TEXT EXCERPT:
+ + + +

Center Executive Director Jerry McGinn wrote a commentary for Defense News, "You Don’t Need to Rewrite Acquisition Regulations to Improve DoD Buying."
The Department of Defense’s increased engagement with commercial companies in recent years clearly demonstrates the critical role these and other technologies will play in future military systems. Unfortunately, DoD has struggled to adopt commercial technology at scale, in large part due to its industrial-age acquisition practices.
Getting to this objective end state requires first and foremost a change in mindset, a paradigm shift. At the Center for Government Contracting, we call this mindset Acquisition Next. Our final report suggests a way to implement the Acquisition Next mindset through a series of “plays” or leading practices in defense acquisition programs.
The first three apply at the total program level:
- Requirements. Focus on short statements of outcomes to increase flexibility in solution design and create a stakeholder process for requirements iteration over time.
- Market research. Develop an organizational capability for continuously engaging with industry to identify technologies and vendors that can increase program value.
- Master the baseline. Determine which system elements are technically separable and pursue traditional contracting approaches for technologies with slower cycle times while faster moving applications receive modular contracts.

+ + + +

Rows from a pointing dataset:

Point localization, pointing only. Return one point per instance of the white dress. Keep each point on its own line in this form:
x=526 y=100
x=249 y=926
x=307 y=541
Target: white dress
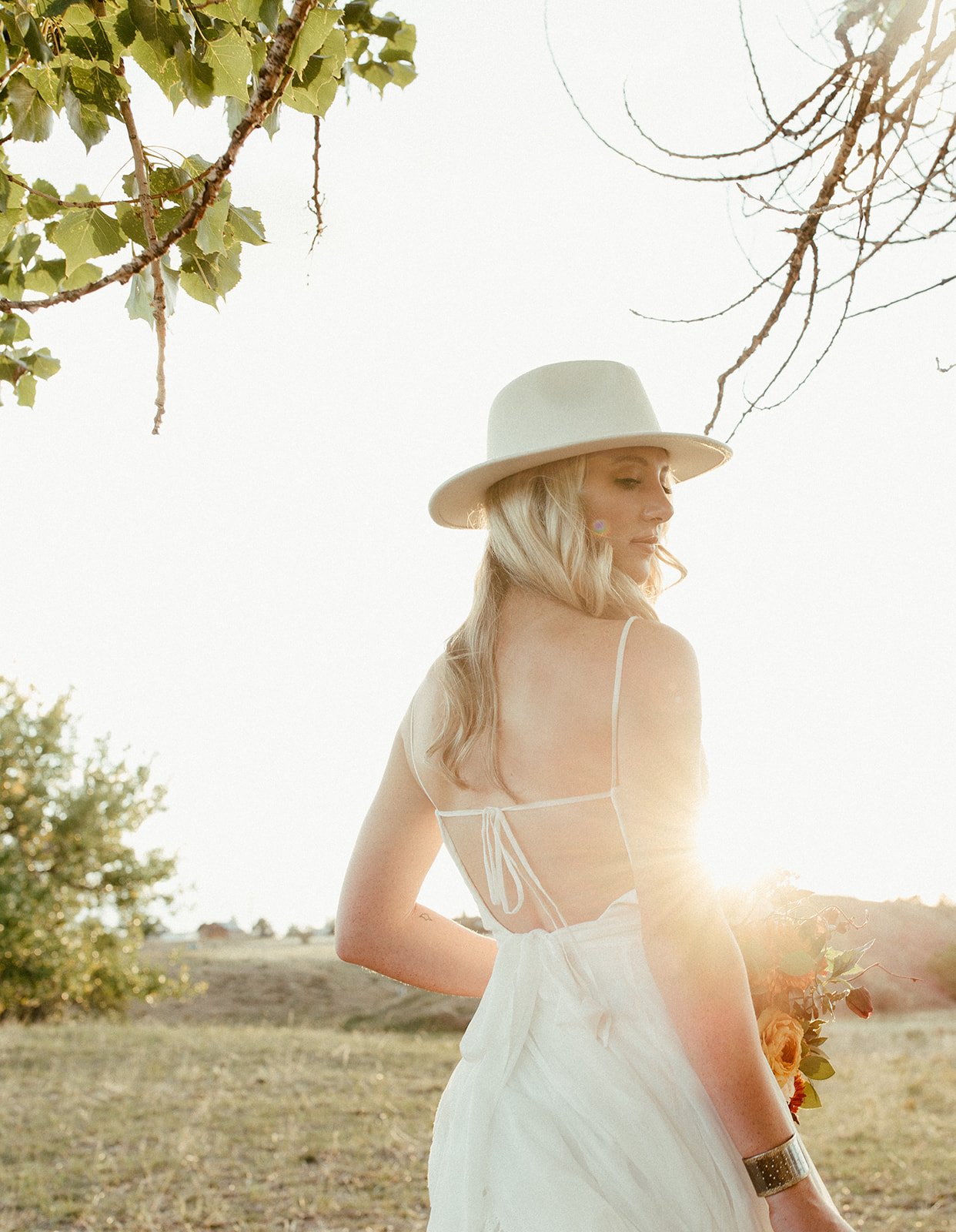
x=574 y=1106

+ + + +

YOUR GOAL:
Answer these questions about the defense acquisition text:
(a) Who wrote the commentary, and for which publication?
(b) What name does the Center for Government Contracting give to the mindset it describes?
(c) Under "Master the baseline," what kind of contracts go to faster moving applications?

TASK ANSWER:
(a) Center Executive Director Jerry McGinn wrote it for Defense News.
(b) Acquisition Next.
(c) Modular contracts.